● Description of the task: Search the entries below for the word "instance" and copy every line where it appears.

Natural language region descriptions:
-.-.-

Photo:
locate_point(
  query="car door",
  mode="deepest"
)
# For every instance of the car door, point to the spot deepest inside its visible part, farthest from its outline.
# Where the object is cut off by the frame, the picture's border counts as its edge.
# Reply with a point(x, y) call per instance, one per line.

-.-.-

● Reply to the exercise:
# For every instance of the car door, point to the spot deepest inside its visible part, farthest from its outline.
# Reply with a point(x, y) call per instance, one per line.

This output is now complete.